* [Study text]
┌──

Worse things can happen to you as an upload that could ever happen to you as a human, and by a very wide margin. You seem to understand this, but on the one hand think that the better things that can happen are very good, and also that the bad things happening are unlikely. But your arguments as to why they are unlikely seem deeply unsound to me.

You claim that businesses will compete to offer security to uploads. You expect these uploads to produce zero economic value. You expect the business to secure them forever. You expect this to be financed by accrued value from "investments" generating compound interest. So this argument seems to depend on an eternally-stable investment market where you can put in value today and withdraw value in, say, five thousand years. No expropriation by government, no debasement of currency, no economic collapse, no massive fraud or theft, no pillage by hostile armies, every one of which we have numerous examples of throughout human history.

So you assume this God Market comes into being. And you assume that you somehow get a big enough nut in it that you can pay for your uploading and pay for your security and maintenance, forever.

This sequence of events seems quite unlikely.

Well, maybe law-enforcement now has the ability to enforce a quadrillion life sentences as punishment for such crimes. Seriously. We do have law enforcement, and I expect that in most future timelines, we'll have some equivalent.

I will as well. The Authorities potentially using a quadrillion years in super-hell as punishment for crimes was explicitly part of my argument why uploading is a bad idea.

Don't upload your mind to parties you don't trust.

It's not enough to only upload to parties you trust. The degree of trust needed is much higher than any peer-to-peer relationship any human has ever had with any other human, and also that trust needs to extend to every party the trusted party trusts, and every party those parties trust, and so on infinitely. You are making yourself into an ownable commodity, and giving ownership of you to a person. But you have no way of withdrawing ownership, and who owns you can change.

Given the stakes, my position is that there is no party you can trust.

There is such a thing as over-updating on a given amount of evidence.

The estimate I've heard recently is that the UK grooming gangs may have raped as many as a million girls. The cops looked the other way. The government looked the other way. My understanding is that the large majority of the perpetrators got away with it, and the few that got caught received minimal sentences for the amount of harm they caused. Those who allowed them to get away with it, the cops and social workers and government employees and elected officials who all steadfastly turned a blind eye, nothing of significance happened to them at all, to my understanding. And here, the downside isn't getting raped, beaten, drugged and pimped for a few years, but rather free access and complete control to everything you are for an indefinite and quite possibly prolonged future.

The grooming gangs are a relevant example, because they show that widespread horror is possible with no breakdown in law enforcement or civilization collapse, simply through ideological corruption of an otherwise reasonable, stable system. They are not remotely the worst that can happen when law does break down, as it did in Communist revolutions all over the world in the last century, or in the numerous examples of invasion, warfare, and systematic genocide over the same time period. There are no shortage of examples of failed states.

To sum up: you are counting on money to protect you, on the understanding that you will be economically useless, and the assumption that you will have meaningful investments and that nothing bad will ever happen to them. You are counting on people who own you to be trustworthy, and to only transfer possession of you to trustworthy people. And you are counting on the government to protect you, and never turn hostile toward you, nor be defeated by any other hostile government, forever.

And if any one of these assumptions goes wrong, you will find yourself an impotent object in the hands of an omnipotent god.

└──

* [Source material]
┌──

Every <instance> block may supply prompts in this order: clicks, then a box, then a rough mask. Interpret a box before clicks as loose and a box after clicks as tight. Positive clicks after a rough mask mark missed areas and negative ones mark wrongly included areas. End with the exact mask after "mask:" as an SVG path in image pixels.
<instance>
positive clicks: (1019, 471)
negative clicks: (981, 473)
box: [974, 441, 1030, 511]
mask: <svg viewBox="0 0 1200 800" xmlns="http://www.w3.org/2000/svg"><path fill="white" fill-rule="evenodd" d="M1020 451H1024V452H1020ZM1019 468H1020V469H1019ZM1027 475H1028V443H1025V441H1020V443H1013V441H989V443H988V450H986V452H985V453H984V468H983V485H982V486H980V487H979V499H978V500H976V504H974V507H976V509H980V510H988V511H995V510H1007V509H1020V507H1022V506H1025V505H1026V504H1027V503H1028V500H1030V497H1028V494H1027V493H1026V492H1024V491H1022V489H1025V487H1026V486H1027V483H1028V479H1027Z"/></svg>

└──

* [Aim of the exercise] Update the passage of the uploading argument starting at "The grooming gangs" and ending at "of failed states." by changing "failed states" to "collapsed states".

* [Your response]
The grooming gangs are a relevant example, because they show that widespread horror is possible with no breakdown in law enforcement or civilization collapse, simply through ideological corruption of an otherwise reasonable, stable system. They are not remotely the worst that can happen when law does break down, as it did in Communist revolutions all over the world in the last century, or in the numerous examples of invasion, warfare, and systematic genocide over the same time period. There are no shortage of examples of collapsed states.